> [Task prompt]: Copy the entries from the line containing "# draw the outline of every instance of the yellow" through the line containing "M 166 135 L", and leave out the pictures.

··· Material

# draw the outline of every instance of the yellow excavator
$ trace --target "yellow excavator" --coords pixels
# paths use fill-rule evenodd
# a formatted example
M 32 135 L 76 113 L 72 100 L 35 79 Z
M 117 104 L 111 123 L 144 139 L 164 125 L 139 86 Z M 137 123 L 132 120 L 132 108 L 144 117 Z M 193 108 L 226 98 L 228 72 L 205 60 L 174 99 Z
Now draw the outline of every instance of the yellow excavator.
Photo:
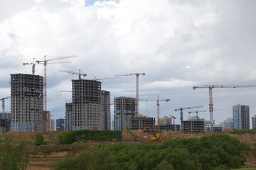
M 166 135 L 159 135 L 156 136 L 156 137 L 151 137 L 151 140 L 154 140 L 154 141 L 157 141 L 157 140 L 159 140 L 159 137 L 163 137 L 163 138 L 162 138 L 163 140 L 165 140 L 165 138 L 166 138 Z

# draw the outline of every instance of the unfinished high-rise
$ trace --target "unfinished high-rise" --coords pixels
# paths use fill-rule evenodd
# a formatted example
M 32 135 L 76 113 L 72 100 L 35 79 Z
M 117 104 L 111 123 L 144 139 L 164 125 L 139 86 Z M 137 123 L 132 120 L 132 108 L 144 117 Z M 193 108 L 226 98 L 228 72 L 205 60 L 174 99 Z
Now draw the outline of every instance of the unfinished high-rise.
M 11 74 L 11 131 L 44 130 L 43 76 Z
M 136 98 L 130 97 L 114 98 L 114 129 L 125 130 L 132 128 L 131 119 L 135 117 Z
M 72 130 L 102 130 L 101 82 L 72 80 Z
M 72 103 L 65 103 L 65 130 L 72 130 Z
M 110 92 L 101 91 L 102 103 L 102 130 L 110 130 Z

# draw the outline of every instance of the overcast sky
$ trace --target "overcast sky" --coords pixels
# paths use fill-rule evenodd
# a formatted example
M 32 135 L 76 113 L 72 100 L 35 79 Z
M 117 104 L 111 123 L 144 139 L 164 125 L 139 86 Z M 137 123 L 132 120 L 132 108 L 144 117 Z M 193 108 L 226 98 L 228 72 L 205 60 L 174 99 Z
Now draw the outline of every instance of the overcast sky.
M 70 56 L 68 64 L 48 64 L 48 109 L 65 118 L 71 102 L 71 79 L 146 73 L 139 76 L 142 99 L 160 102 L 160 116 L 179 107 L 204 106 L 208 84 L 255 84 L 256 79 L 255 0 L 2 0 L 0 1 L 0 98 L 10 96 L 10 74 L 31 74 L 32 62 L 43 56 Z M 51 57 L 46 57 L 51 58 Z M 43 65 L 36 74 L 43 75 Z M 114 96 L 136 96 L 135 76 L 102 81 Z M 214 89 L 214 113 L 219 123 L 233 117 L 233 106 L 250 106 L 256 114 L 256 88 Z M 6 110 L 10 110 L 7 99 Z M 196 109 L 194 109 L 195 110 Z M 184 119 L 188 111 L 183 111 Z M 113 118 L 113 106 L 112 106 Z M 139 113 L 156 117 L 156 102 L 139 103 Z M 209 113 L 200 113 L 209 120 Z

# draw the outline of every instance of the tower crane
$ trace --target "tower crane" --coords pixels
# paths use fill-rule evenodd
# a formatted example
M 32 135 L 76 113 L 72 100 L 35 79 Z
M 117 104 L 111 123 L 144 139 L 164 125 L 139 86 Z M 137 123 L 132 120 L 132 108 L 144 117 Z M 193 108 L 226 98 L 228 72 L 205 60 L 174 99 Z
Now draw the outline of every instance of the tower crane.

······
··· Material

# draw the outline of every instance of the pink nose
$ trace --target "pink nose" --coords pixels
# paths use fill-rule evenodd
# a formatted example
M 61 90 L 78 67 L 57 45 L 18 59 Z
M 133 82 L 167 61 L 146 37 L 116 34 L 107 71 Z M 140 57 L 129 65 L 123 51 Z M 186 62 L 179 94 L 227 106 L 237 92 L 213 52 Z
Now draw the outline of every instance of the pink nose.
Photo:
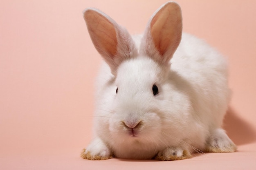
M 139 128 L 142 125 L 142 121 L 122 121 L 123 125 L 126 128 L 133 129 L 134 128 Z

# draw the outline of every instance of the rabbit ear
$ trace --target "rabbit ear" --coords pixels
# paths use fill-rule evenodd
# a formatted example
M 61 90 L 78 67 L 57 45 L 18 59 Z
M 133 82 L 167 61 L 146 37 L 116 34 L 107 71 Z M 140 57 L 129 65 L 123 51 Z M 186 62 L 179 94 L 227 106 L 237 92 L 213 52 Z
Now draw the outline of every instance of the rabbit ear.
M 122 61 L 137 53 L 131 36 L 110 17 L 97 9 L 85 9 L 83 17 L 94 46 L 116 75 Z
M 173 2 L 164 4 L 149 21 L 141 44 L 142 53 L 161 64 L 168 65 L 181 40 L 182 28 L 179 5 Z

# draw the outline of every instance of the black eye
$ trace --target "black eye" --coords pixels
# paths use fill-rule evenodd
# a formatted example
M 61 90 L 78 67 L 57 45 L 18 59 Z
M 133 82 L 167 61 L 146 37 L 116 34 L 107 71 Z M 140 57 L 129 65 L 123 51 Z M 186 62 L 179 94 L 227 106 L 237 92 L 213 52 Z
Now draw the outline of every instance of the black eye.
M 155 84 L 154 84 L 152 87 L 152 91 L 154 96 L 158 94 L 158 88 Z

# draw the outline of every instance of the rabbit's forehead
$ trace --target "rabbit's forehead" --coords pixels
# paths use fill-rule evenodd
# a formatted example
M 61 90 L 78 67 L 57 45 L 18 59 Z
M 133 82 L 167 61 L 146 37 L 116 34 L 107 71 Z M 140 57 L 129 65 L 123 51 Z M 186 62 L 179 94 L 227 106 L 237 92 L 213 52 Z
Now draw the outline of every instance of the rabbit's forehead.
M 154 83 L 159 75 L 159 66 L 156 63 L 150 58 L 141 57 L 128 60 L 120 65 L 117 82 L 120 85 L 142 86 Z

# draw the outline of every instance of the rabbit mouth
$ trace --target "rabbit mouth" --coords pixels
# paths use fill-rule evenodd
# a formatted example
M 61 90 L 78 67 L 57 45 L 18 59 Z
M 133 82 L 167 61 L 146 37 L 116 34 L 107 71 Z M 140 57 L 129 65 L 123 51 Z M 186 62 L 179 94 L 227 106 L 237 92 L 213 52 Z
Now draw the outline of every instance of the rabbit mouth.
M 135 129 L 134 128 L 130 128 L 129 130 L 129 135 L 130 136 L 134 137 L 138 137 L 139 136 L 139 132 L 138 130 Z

······
··· Material

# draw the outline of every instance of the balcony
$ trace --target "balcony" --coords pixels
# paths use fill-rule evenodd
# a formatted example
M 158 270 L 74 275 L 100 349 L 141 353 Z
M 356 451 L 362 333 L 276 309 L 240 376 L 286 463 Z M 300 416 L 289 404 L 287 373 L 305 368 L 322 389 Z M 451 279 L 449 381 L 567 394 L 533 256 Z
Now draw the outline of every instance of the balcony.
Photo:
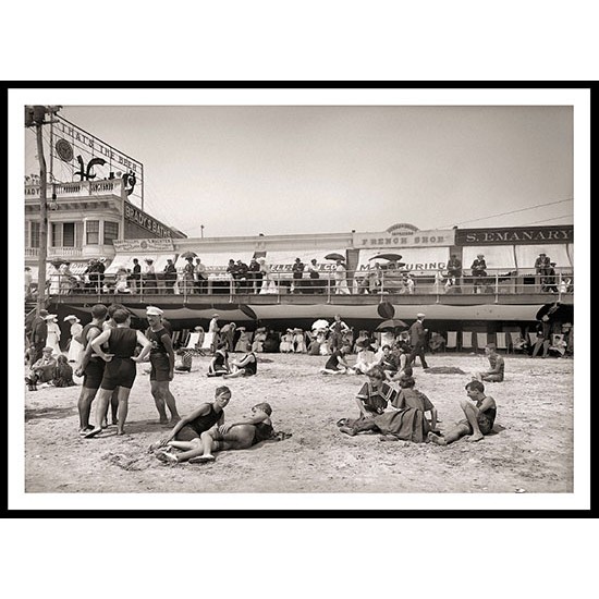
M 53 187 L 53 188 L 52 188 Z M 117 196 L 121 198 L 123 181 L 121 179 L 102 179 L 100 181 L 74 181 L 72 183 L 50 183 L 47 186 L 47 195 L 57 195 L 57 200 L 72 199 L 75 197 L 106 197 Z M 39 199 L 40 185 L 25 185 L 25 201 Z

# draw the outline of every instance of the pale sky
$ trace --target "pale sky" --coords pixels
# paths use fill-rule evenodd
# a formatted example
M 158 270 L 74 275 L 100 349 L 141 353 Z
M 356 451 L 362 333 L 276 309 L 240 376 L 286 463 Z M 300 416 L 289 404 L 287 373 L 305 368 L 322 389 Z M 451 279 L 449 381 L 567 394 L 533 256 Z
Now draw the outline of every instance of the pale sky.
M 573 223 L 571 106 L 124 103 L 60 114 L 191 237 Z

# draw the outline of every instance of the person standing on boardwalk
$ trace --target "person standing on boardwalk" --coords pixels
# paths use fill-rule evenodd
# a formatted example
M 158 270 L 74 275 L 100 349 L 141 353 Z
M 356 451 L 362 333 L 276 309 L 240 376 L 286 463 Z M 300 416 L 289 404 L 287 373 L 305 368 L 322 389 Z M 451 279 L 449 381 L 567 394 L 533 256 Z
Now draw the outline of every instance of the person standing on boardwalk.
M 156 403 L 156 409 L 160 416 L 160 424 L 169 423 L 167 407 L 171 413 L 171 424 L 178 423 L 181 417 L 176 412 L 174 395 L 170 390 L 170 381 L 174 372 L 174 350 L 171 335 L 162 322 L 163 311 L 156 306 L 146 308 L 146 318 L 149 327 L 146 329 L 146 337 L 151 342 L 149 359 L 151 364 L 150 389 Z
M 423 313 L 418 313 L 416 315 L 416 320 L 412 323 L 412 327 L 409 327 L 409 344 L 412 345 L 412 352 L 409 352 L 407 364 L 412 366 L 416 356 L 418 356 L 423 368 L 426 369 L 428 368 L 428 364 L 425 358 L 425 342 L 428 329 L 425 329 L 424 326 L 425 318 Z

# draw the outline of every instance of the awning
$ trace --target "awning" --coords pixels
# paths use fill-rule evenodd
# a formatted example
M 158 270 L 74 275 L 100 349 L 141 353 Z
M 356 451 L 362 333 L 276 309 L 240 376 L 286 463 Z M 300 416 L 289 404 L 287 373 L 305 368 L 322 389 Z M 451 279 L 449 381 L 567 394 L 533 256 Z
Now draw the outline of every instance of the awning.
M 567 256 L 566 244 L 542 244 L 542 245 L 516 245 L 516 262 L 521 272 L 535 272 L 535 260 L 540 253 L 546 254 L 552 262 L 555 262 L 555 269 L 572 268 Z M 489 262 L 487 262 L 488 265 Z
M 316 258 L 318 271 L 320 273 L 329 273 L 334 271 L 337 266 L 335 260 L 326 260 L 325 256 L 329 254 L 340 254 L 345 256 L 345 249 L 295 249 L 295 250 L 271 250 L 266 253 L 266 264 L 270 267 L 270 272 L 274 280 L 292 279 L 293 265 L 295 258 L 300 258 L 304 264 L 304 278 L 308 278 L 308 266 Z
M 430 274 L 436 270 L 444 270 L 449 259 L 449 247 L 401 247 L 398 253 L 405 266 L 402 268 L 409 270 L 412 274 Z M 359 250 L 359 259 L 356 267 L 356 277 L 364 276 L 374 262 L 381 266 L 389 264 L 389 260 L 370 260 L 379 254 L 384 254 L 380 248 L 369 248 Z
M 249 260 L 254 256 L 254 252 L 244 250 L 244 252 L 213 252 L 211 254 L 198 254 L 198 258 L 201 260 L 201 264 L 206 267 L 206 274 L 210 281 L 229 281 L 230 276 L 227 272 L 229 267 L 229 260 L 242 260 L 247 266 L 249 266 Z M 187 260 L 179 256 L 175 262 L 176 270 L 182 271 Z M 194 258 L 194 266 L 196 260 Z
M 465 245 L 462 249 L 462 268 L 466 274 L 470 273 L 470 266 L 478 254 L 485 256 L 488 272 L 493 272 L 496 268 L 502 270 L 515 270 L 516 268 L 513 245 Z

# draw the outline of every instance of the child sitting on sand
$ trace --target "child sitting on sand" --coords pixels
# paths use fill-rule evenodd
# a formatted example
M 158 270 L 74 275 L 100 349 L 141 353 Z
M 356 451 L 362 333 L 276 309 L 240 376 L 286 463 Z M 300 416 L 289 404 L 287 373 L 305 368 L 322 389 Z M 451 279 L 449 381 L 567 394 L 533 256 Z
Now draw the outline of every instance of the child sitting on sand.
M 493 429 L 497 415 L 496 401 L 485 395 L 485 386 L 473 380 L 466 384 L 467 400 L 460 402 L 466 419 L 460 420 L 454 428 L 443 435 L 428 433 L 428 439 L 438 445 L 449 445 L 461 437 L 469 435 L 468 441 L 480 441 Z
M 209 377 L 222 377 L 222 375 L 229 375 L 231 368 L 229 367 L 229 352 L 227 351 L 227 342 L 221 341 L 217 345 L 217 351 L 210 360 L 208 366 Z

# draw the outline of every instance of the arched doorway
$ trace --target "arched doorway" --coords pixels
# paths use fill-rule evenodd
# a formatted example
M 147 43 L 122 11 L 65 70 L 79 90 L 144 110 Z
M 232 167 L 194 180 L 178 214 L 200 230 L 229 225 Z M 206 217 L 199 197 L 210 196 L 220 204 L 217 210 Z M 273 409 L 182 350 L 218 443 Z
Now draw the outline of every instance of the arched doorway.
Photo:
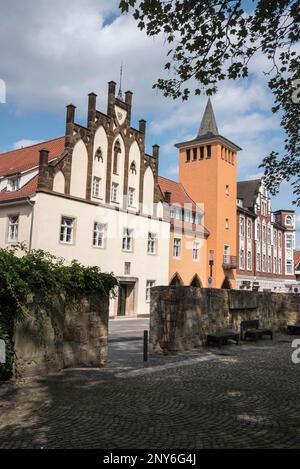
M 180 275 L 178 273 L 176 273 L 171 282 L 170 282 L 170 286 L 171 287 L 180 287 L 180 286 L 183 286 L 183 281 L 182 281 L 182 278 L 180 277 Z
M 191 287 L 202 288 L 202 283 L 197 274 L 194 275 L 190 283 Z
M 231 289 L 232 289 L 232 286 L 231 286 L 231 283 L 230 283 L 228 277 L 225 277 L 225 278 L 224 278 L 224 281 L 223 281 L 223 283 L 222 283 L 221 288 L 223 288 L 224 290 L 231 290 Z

······

> [Exercise solution]:
# draw the outline of every instance of the yellow excavator
$ trace --target "yellow excavator" --coords pixels
# paths use fill-rule evenodd
# a formatted example
M 32 135 L 76 113 L 72 100 L 35 79 Z
M 117 104 L 111 123 L 144 139 L 164 125 L 139 86 Z M 137 123 L 132 120 L 132 108 L 144 117 Z M 193 108 L 226 98 L 228 72 L 205 60 L 174 99 Z
Now draw the outline of every instance of the yellow excavator.
Photo:
M 166 135 L 159 135 L 156 136 L 156 137 L 151 137 L 151 140 L 154 140 L 154 141 L 157 141 L 157 140 L 159 140 L 159 137 L 163 137 L 163 138 L 162 138 L 163 140 L 165 140 L 165 138 L 166 138 Z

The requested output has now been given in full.